## Information provided
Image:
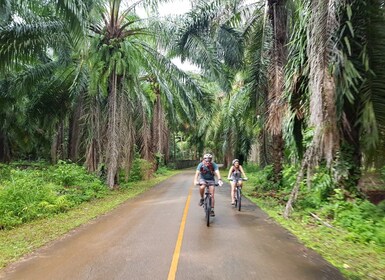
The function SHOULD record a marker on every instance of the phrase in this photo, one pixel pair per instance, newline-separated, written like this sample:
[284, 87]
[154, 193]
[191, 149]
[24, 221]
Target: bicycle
[238, 191]
[207, 203]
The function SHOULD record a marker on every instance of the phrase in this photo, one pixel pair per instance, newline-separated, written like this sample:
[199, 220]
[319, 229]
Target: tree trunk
[74, 131]
[5, 154]
[276, 108]
[112, 132]
[58, 146]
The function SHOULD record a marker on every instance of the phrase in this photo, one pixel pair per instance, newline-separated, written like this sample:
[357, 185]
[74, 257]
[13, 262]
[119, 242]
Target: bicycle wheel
[208, 210]
[239, 198]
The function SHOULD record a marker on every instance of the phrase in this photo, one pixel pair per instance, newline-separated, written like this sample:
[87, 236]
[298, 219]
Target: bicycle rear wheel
[208, 210]
[239, 198]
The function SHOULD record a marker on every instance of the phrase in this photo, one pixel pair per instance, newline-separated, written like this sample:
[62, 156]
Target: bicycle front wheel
[208, 210]
[239, 198]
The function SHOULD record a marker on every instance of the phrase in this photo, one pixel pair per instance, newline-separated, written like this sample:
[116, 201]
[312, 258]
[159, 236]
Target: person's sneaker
[201, 202]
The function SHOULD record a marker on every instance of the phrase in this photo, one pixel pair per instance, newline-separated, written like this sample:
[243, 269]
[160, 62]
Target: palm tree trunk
[278, 20]
[112, 132]
[5, 154]
[74, 131]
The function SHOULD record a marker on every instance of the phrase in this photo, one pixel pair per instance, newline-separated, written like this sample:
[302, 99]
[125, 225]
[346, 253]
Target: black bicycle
[207, 203]
[238, 193]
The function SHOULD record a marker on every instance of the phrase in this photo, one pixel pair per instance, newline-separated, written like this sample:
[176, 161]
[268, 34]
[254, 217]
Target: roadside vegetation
[296, 86]
[347, 232]
[40, 202]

## Exercise instructions
Reproduce every line of the material precisely, omitting its pictures.

## Answer for this exercise
Image:
The function SHOULD record a marker on every instance of the phrase in this photo, one pixel pair per instance, newline-separated, written like this sample:
[284, 87]
[154, 193]
[191, 149]
[24, 221]
Target: bicycle
[238, 191]
[207, 203]
The function SHOULD record a marker on every instance of the phrase in this photo, one pixel pair per instance, newline-separated, written like this sample:
[199, 220]
[319, 229]
Target: tree trunk
[74, 131]
[5, 154]
[276, 108]
[112, 132]
[58, 146]
The function SHOULD record a marker on every instance of the phrase in this photo, one pixel pair per instance, newline-separated, written like this sample:
[357, 185]
[74, 257]
[13, 262]
[119, 242]
Target: bicycle wheel
[208, 210]
[239, 198]
The function SHOULD record a marker on every instance of the phrase in this photo, one pixel pair per instance, newline-separated, written like this sample:
[87, 236]
[298, 219]
Target: bicycle rear wheel
[208, 210]
[239, 198]
The function SHOULD record a marker on every instance of the phrase in this photo, one pixel pair per instance, newline-separated, written like this sample:
[62, 156]
Target: bicycle front wheel
[208, 210]
[239, 198]
The function SHOULD record a marker on every instance of the phrase in this photo, one pixel pair per instance, newline-separated, written like this sample:
[116, 201]
[312, 258]
[159, 236]
Target: person's sneaker
[201, 202]
The function SHOULD record a marker on every instance of the phrase in this photo, one pixel pair per instance, newline-separated, written like this sample:
[243, 269]
[160, 62]
Target: palm tree trunk
[278, 20]
[112, 132]
[5, 154]
[74, 131]
The function SHOULD record a marker on every instance of the phrase in this photo, one pixel pair per instance, newline-separated, written like this sample:
[302, 99]
[125, 225]
[346, 253]
Target: black bicycle
[207, 203]
[238, 193]
The function SHOULD record a marker on every instance of the phrase in this photo, one pixel pair per instance, newline-separated, written like this sample:
[176, 161]
[268, 34]
[254, 217]
Target: roadside vegetation
[296, 86]
[347, 232]
[40, 202]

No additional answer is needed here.